### Dataset content ###
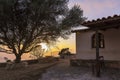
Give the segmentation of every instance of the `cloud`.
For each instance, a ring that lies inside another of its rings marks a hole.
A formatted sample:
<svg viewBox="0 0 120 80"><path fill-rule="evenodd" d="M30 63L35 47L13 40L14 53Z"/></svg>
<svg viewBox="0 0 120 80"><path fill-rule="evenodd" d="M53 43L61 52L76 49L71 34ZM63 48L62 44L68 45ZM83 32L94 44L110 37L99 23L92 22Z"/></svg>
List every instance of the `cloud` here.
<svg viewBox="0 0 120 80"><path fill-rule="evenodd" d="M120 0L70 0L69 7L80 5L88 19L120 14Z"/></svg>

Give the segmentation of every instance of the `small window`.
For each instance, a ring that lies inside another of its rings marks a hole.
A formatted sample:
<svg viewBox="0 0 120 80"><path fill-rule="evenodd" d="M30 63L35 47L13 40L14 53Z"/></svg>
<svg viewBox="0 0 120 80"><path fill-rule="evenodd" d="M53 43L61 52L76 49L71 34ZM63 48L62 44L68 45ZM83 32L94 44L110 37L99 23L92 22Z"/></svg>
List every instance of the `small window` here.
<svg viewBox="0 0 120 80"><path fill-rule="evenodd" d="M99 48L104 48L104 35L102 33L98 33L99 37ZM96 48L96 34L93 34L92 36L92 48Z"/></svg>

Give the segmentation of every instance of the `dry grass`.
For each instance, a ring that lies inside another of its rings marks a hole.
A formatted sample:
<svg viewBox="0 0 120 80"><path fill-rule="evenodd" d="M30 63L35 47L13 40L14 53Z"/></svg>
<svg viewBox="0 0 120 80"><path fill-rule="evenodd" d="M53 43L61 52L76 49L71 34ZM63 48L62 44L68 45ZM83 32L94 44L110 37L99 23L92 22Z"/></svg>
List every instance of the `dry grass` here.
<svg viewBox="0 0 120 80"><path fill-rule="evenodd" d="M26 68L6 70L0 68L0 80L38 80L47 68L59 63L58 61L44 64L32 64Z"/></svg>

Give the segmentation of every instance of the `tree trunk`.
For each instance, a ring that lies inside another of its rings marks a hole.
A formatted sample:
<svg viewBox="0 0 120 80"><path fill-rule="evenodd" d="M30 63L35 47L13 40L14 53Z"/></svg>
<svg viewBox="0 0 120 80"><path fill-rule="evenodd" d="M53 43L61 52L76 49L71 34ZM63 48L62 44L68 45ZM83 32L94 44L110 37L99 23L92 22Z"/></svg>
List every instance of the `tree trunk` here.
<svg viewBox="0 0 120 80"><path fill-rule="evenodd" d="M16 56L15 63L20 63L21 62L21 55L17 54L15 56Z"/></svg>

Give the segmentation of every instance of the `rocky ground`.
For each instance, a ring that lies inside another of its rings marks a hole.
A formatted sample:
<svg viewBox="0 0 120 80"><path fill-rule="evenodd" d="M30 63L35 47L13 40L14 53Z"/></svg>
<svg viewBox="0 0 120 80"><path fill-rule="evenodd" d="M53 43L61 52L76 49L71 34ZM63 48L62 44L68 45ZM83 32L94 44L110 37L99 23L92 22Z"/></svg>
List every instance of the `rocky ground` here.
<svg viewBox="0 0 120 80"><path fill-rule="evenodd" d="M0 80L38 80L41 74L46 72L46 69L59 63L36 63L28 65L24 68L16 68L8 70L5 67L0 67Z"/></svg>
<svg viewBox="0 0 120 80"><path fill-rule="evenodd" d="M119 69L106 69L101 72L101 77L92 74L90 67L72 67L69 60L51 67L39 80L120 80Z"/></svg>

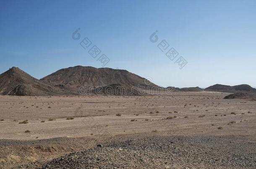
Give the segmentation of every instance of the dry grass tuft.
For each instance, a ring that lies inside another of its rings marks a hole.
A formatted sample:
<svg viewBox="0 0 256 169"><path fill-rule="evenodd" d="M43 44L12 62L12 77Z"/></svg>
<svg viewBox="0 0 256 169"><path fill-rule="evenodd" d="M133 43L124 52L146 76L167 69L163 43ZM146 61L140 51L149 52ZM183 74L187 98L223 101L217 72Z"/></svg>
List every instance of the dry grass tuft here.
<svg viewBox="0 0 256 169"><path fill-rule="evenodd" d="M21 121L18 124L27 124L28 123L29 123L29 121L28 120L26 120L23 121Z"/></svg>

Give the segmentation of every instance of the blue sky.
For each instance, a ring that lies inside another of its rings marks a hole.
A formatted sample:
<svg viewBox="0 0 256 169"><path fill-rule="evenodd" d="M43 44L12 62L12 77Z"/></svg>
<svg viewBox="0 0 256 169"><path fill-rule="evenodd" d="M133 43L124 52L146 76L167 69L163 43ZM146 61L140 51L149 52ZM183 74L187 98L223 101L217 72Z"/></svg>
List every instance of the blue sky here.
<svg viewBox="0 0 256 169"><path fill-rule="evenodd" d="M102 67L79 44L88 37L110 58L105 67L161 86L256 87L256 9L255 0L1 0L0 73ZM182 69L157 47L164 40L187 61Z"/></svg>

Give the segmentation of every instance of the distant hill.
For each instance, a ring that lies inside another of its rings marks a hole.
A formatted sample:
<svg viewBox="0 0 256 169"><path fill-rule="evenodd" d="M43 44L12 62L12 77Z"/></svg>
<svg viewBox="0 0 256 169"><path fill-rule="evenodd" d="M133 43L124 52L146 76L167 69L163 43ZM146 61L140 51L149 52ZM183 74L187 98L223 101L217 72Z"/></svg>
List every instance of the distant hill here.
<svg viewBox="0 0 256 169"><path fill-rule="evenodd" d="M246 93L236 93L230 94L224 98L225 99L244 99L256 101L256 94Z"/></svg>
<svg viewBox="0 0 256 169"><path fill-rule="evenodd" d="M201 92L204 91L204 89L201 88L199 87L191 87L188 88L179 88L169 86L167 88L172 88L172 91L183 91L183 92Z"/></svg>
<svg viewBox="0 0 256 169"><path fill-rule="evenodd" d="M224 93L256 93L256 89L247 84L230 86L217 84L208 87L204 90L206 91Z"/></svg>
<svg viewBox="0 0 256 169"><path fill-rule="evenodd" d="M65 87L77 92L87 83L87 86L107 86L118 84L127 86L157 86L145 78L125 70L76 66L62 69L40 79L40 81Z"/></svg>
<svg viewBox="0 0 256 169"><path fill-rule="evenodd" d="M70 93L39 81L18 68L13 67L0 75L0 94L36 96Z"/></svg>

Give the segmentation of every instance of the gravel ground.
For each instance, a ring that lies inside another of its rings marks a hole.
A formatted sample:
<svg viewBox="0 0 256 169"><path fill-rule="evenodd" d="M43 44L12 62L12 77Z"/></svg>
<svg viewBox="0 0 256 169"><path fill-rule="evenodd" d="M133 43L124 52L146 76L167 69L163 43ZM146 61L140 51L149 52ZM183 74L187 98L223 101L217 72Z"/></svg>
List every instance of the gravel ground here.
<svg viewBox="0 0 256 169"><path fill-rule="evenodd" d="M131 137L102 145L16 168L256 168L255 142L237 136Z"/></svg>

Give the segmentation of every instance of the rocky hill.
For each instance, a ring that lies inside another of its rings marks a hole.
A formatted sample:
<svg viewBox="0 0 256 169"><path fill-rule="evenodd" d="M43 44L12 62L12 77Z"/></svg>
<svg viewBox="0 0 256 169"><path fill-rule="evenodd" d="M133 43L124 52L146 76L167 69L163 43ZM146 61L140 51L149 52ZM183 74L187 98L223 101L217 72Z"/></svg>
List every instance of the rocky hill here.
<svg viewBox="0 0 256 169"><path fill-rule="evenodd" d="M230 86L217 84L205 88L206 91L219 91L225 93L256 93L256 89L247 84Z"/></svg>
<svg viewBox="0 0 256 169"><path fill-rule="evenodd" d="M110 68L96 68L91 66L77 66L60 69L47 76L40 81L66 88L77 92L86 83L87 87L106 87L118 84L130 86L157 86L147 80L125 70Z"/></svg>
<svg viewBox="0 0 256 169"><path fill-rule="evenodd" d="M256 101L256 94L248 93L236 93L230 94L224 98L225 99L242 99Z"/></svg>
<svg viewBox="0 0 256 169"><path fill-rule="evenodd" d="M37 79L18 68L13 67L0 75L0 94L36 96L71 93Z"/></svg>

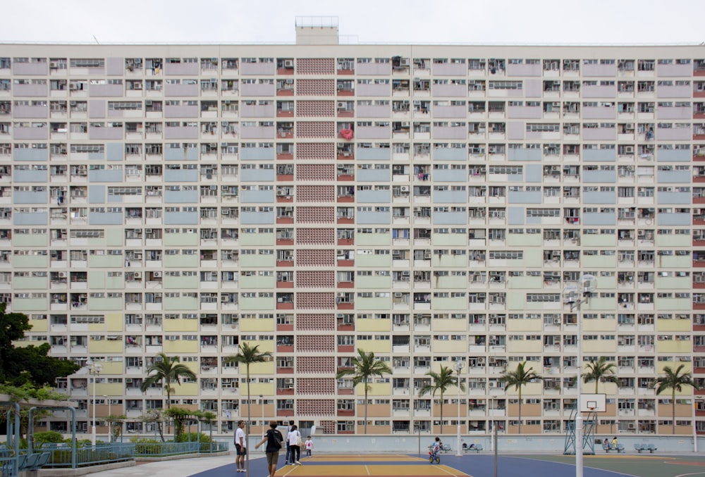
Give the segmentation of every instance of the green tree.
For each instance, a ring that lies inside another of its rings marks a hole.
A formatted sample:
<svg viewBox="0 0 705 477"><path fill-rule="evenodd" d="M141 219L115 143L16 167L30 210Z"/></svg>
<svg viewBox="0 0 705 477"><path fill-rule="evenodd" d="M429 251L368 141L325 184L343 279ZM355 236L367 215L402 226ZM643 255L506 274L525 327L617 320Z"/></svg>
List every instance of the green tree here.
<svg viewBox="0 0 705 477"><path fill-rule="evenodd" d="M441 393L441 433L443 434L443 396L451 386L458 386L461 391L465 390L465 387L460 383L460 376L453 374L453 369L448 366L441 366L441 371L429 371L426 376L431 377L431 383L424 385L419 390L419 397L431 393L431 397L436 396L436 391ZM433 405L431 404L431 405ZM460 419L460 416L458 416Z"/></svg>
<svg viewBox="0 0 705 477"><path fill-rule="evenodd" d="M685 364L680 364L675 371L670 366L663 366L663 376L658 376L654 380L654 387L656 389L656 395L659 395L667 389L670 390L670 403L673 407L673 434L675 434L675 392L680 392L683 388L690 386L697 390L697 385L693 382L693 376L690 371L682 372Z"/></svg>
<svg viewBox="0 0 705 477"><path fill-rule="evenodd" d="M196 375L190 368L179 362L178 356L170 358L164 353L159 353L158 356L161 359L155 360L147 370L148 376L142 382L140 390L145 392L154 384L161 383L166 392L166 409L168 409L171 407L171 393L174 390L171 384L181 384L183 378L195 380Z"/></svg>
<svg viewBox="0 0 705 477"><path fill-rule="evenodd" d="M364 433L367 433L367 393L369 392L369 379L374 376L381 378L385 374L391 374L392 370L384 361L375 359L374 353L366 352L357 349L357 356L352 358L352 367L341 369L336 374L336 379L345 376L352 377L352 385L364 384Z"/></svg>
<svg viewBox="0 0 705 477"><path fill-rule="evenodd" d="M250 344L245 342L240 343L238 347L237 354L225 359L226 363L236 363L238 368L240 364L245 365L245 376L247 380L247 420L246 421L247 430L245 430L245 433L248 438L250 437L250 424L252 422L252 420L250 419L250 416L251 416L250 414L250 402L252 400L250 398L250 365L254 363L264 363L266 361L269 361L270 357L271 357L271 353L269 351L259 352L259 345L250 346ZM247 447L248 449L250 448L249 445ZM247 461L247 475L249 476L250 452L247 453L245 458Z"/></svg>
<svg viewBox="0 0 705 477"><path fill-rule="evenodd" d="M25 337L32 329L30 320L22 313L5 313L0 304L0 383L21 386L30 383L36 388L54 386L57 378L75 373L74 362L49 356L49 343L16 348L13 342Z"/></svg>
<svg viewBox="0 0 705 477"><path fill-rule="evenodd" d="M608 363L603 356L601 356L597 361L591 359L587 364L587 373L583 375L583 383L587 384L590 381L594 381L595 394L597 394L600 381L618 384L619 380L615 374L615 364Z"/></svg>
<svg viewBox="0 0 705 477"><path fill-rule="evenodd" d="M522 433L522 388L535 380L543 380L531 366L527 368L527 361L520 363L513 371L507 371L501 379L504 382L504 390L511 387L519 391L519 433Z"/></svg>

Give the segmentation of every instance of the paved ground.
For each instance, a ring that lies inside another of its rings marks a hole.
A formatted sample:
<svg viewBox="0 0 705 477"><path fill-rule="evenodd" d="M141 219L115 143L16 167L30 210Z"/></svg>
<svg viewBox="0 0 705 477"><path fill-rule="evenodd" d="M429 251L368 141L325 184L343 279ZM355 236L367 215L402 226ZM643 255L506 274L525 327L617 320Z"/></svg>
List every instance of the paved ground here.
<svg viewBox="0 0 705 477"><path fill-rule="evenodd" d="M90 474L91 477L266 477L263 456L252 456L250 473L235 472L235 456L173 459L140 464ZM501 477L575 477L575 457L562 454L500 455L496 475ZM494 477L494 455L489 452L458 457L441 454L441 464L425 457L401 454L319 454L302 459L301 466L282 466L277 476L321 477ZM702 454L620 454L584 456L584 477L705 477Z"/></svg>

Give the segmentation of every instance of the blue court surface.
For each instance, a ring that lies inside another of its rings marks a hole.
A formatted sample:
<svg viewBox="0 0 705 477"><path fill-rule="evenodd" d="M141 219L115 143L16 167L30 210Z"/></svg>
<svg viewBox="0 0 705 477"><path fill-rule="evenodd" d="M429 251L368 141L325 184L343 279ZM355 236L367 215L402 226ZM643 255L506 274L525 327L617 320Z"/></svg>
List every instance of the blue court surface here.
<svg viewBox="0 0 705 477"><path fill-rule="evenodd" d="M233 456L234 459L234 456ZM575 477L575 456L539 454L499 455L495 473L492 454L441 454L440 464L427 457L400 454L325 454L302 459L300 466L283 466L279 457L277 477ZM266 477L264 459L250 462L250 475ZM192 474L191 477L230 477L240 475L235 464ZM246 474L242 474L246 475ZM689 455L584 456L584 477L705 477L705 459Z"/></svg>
###
Task details: Copy the data word for word, starting at the beginning and ending with the line that contains "0L70 0L69 7L80", including that line. Omit the pictures.

In response:
Give the segmentation of every instance of the `cloud`.
For each instance, a ring that lies inside another of its rings marks a hole.
A formatted sample:
<svg viewBox="0 0 120 80"><path fill-rule="evenodd" d="M30 63L35 47L13 40L14 53Z"/></svg>
<svg viewBox="0 0 120 80"><path fill-rule="evenodd" d="M53 43L61 52L76 49L71 34ZM63 48L62 44L68 45ZM83 32L94 44L110 37L99 23L92 22Z"/></svg>
List every instance of the `cloud` here.
<svg viewBox="0 0 120 80"><path fill-rule="evenodd" d="M120 0L70 0L69 7L80 5L88 19L120 14Z"/></svg>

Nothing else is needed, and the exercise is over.